> **Kısa alıştırma**:
Aşağıdaki Yargıtay kararı metninde "Yargıtay 9. Hukuk" ile "370. Maddesi belirtilmiştir." arasındaki bölümü, iki ifade de dahil olmak üzere, hiçbir değişiklik yapmadan yazın.

> **Verilen metin**:
::::::

Abaküs Yazılım
9. Hukuk Dairesi
Esas No: 2022/1277
Karar No: 2022/3500
Karar Tarihi: 16.03.2022

Yargıtay 9. Hukuk Dairesi 2022/1277 Esas 2022/3500 Karar Sayılı İlamı

Özet:


Davacı satın alma uzmanı olarak çalıştığı işyerinde iş sözleşmesi haklı bir sebep olmadan feshedilmiş ve işe iade talebinde bulunmuştur. İlk derece mahkemesi davacının lehine karar vermiş, istinaf mahkemesi ise ret etmiştir. Ancak Anayasa Mahkemesi başvurucunun adil yargılanma hakkının ihlal edildiğine karar vererek davanın yeniden görülmesine karar vermiştir. Daire de bu kararı doğrultusunda önceki ret kararını ortadan kaldırmış ve ilk derece mahkemesinin kararını onamıştır. Kanun olarak İş Mahkemeleri Kanunu'nun 8. Maddesi ve Hukuk Muhakemeleri Kanunu'nun 370. Maddesi belirtilmiştir.

::::::

> **Veriler**:
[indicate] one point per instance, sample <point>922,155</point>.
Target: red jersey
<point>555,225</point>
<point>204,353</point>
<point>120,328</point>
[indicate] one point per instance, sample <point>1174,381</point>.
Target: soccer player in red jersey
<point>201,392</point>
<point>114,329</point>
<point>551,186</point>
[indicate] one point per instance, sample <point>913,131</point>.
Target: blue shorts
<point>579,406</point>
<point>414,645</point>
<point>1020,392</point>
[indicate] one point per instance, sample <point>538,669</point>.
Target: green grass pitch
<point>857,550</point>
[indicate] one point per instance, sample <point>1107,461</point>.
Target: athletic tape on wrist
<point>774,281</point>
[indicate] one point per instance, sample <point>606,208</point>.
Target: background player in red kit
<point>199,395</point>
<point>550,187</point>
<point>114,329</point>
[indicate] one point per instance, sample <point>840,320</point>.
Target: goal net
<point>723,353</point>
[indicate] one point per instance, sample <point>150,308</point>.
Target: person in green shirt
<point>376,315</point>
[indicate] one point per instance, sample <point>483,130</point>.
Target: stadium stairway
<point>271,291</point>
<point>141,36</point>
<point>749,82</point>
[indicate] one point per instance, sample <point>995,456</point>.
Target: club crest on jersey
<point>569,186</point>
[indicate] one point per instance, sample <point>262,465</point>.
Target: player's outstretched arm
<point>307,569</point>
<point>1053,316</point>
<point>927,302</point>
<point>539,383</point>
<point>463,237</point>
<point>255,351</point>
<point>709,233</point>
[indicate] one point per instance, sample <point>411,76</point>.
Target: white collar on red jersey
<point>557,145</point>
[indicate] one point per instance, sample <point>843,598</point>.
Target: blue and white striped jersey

::::::

> **Alıştırma yanıtı**:
Yargıtay 9. Hukuk Dairesi 2022/1277 Esas 2022/3500 Karar Sayılı İlamı

Özet:


Davacı satın alma uzmanı olarak çalıştığı işyerinde iş sözleşmesi haklı bir sebep olmadan feshedilmiş ve işe iade talebinde bulunmuştur. İlk derece mahkemesi davacının lehine karar vermiş, istinaf mahkemesi ise ret etmiştir. Ancak Anayasa Mahkemesi başvurucunun adil yargılanma hakkının ihlal edildiğine karar vererek davanın yeniden görülmesine karar vermiştir. Daire de bu kararı doğrultusunda önceki ret kararını ortadan kaldırmış ve ilk derece mahkemesinin kararını onamıştır. Kanun olarak İş Mahkemeleri Kanunu'nun 8. Maddesi ve Hukuk Muhakemeleri Kanunu'nun 370. Maddesi belirtilmiştir.